Objectif a:
Répondez à ces questions à partir de la critique du film :
(i) En quelle année le roman adapté a-t-il été publié ?
(ii) Quelle productrice a approché Aritz Moreno pour l'adaptation ?
(iii) À quel roman de Jan Potocki la structure du film est-elle comparée ?

Extrait choisi:
_ _ _ _

Enchâssement de récits tous plus délirants les uns que les autres, Les avantages de voyager en train est un OVNI qui mérite le détour pour peu que l’on goûte l’humour très noir et les ambiances trash.
Synopsis : Helga, éditrice madrilène, vient de faire interner son mari en clinique psychiatrique. Dans le train du retour, elle fait la connaissance du Dr Angel Sanagustín qui lui fait part de ses expériences les plus fascinantes, sordides et obsédantes. Cette rencontre bouleverse Helga et la plonge dans une profonde introspection. Et ce sont bien là quelques-uns des avantages de voyager en train.
La version cinéma d’un livre jugé inadaptable
Critique : Réalisateur réputé pour ses courts métrages primés dans le monde entier au cours des années 2000 et 2010, Aritz Moreno a été approché par la productrice Leire Apellaniz pour tenter d’adapter au grand écran le roman De l’avantage de prendre le train, publié en 2005 par Antonio Orejudo Utrilla. Totalement délirant, le livre était jugé inadaptable depuis de nombreuses années. Outre la forte impression ressentie lors de la lecture, Aritz Moreno a compris qu’il pouvait tirer de ce matériau une œuvre cinématographique originale.
Pour l’aider dans sa démarche d’adaptation, l’apprenti-cinéaste a sollicité l’expertise du scénariste Javier Gullón qui a déjà une longue expérience puisqu’il a travaillé sur le survival Les proies (Gonzalo López-Gallego, 2007), mais aussi sur le très étrange Enemy (Denis Villeneuve, 2013) ou encore Aftermath (Elliott Lester, 2017) pour le compte d’Arnold Schwarzenegger. Il fallait bien son ingéniosité et son talent pour venir à bout d’un matériau littéraire si complexe.
Venez vous perdre dans des récits labyrinthiques!
Effectivement, la particularité de Les avantages de voyager en train (2019) vient de sa structure narrative très complexe faite d’enchâssements de récits. On retrouve ici notamment une architecture proche de celle du roman Le manuscrit trouvé à Saragosse de Jan Potocki. Dès le début du long métrage, le spectateur est happé par une multitude de niveaux narratifs, au risque de se perdre dans un dédale effrayant. En réalité, avec un peu d’effort, on parvient à se repérer au cœur de ce foisonnant échafaudage. Prévenu par le caractère schizophrénique du personnage principal, le spectateur comprend assez rapidement que le long métrage va être constitué d’un réseau complexe de courts récits dont la plupart sont tout bonnement fictifs.

_ _ _ _

Objectif b: Indiquez combien de lignes de la liste contiennent la chaîne « street », en respectant la casse. Donnez uniquement le nombre.

_ _ _ _

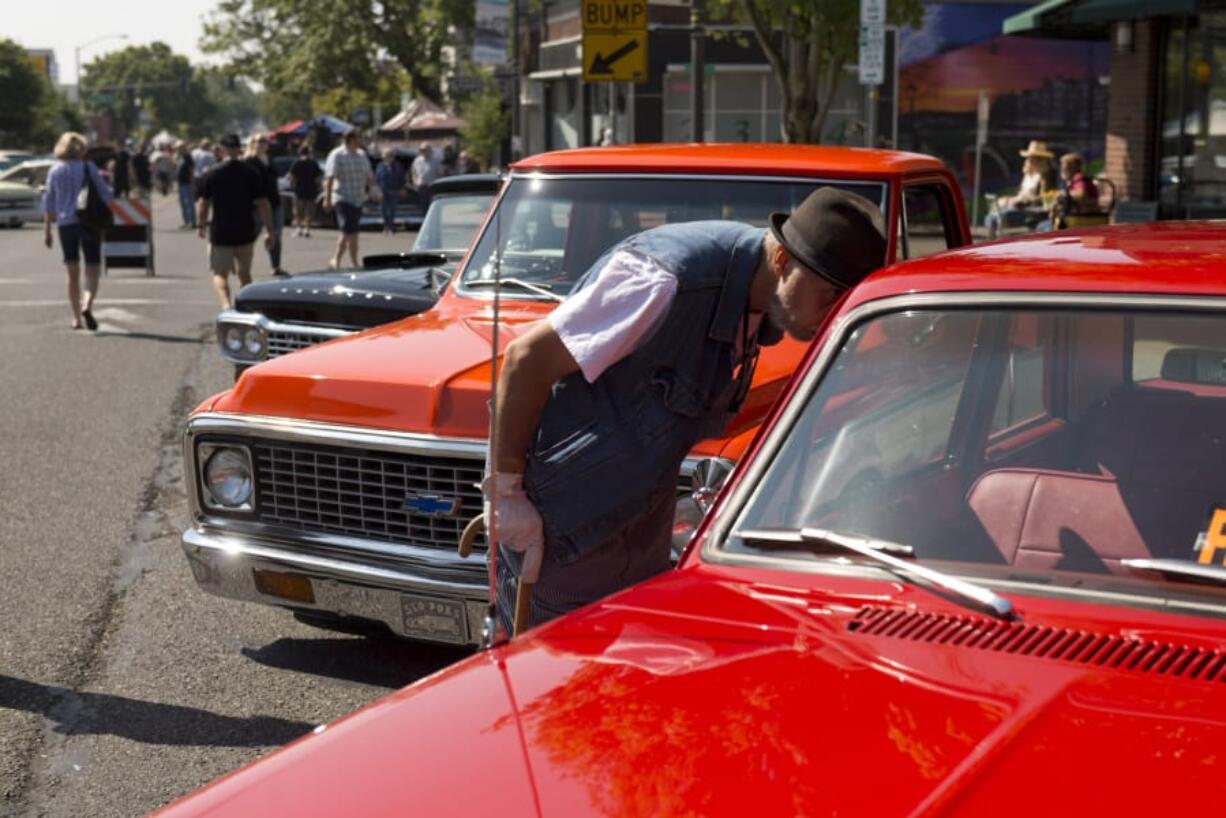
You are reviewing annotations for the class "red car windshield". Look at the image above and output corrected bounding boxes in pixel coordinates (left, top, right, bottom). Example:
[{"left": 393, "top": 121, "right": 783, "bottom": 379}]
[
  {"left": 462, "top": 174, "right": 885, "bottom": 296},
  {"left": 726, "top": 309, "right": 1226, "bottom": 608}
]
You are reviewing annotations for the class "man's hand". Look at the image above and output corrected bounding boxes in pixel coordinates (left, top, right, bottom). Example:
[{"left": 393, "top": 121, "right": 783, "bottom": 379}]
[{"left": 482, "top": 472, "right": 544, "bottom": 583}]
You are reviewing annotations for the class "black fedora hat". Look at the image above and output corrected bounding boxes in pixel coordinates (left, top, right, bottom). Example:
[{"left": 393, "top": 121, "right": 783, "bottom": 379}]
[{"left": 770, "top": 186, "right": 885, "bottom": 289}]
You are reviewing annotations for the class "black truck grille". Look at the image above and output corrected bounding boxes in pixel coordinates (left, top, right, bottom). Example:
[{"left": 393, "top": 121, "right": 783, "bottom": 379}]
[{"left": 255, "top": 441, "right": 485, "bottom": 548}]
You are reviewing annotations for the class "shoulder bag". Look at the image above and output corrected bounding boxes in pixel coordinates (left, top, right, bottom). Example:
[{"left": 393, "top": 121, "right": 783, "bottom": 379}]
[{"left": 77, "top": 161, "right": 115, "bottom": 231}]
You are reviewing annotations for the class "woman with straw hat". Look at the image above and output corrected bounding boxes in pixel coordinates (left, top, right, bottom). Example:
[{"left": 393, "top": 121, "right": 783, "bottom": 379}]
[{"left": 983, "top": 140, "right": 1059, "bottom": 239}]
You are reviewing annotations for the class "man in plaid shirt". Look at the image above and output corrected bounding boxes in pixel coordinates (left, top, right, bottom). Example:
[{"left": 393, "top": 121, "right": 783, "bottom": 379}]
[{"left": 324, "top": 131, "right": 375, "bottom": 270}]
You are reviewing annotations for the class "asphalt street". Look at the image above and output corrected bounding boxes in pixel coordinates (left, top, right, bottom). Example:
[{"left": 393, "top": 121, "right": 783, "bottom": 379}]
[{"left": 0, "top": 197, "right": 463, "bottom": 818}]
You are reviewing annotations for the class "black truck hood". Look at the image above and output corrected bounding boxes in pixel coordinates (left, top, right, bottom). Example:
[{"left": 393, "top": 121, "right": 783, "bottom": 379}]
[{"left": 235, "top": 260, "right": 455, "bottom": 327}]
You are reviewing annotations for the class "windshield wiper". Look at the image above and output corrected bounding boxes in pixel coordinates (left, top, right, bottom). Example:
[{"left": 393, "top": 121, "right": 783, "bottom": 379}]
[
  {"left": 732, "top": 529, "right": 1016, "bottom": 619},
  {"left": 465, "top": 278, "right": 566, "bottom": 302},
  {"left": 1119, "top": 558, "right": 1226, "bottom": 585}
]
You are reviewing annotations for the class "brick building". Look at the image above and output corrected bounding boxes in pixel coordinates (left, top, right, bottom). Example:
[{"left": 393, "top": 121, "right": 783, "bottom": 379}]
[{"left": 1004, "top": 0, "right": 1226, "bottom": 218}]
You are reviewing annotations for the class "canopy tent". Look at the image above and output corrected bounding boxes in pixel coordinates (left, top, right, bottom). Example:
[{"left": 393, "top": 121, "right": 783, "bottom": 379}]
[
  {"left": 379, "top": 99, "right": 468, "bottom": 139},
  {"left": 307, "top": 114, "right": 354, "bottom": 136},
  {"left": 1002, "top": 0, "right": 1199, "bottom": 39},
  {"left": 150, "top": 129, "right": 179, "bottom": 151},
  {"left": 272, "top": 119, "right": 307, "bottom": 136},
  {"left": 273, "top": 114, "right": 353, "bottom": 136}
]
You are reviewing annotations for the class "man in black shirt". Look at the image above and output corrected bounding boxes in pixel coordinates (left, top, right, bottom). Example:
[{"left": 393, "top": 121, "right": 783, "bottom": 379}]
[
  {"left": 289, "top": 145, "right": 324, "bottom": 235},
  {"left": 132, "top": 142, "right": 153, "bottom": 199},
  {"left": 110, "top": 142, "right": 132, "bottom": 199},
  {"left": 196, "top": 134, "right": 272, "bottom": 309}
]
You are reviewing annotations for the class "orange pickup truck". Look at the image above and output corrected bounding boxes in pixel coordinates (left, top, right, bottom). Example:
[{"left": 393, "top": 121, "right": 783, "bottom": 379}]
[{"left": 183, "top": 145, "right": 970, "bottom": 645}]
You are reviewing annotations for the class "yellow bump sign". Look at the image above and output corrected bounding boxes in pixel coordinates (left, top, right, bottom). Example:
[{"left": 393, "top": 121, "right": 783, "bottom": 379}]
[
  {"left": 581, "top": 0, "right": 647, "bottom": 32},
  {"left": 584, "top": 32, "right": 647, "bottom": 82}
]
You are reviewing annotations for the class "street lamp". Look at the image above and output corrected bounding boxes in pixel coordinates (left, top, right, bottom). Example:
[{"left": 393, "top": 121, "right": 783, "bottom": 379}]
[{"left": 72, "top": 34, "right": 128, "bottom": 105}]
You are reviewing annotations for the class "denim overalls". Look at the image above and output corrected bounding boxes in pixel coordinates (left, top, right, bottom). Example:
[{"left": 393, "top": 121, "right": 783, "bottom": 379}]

_ _ _ _

Réponse a:
(i) En 2005.
(ii) Leire Apellaniz.
(iii) Le manuscrit trouvé à Saragosse.

Réponse b: 2